[Task input Boundary: Start]

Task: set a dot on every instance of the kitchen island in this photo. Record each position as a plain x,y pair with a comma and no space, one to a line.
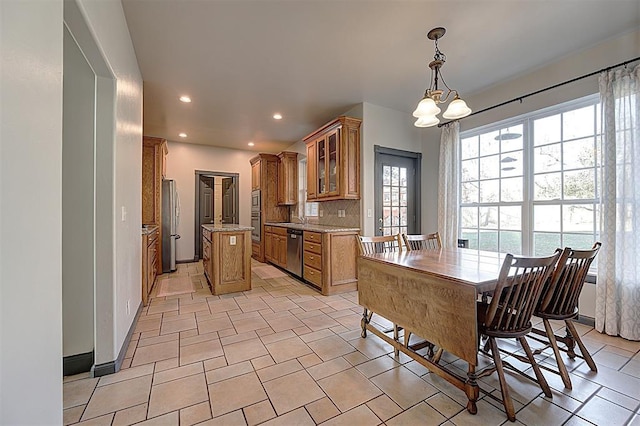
226,257
328,254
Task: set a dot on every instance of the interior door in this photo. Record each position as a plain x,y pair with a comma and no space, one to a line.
397,191
228,201
205,214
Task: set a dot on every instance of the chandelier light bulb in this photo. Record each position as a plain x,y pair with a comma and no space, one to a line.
457,109
426,106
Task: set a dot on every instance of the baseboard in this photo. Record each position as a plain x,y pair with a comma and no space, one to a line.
76,364
114,366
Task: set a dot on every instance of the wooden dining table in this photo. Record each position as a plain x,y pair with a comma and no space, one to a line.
433,294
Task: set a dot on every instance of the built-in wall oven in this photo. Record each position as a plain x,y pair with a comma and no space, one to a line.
256,219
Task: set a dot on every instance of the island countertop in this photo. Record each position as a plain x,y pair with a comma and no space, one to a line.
312,227
226,227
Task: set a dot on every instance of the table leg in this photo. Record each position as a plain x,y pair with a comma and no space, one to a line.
472,390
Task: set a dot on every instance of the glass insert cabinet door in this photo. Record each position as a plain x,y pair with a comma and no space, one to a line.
328,164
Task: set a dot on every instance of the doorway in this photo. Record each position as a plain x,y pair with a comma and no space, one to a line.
397,191
216,202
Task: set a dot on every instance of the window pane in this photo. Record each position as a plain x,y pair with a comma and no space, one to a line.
511,164
489,191
511,189
472,236
490,167
489,144
470,170
488,217
469,217
511,217
578,218
511,242
547,187
470,192
488,240
578,154
546,130
469,147
545,244
578,123
580,185
511,138
578,241
546,218
547,158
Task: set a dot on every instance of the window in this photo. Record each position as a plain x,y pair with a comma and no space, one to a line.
531,184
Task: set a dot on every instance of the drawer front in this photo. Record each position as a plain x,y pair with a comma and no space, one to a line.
313,276
280,231
313,259
314,237
313,247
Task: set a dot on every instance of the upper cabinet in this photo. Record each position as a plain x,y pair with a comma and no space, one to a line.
288,178
333,161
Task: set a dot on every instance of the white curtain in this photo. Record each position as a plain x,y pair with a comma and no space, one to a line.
448,185
618,282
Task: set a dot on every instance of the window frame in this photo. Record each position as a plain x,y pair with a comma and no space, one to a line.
528,203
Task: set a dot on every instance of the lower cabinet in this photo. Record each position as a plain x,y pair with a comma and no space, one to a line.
149,262
275,245
330,261
226,258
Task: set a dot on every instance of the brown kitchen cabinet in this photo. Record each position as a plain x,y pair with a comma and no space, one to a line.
149,260
154,153
264,177
330,261
333,161
288,178
227,250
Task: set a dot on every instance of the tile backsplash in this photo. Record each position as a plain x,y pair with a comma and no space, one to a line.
328,213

[Task input Boundary: End]

What is expected :: Starting with the line that contains "Task: set a dot on every instance of the lower", restate every line through the end of the records above, exactly and with no other lines.

Exercise answer ::
Task: set a dot on every instance of the lower cabinet in this photo. Record each position as a plain x,y pair with a comma and no space, one to a line.
149,262
275,245
330,261
226,258
Task: set a dot on every instance of the brown kitchen cabinet in this photo. Record each position as a plain x,y pair with a comma and no space, one to a line.
149,260
154,153
264,177
330,261
333,161
288,178
227,250
Task: set a dot on every instance of the tile backsplash in this photo. Record each position as a plain x,y pair with a comma and no space, one to a line.
328,213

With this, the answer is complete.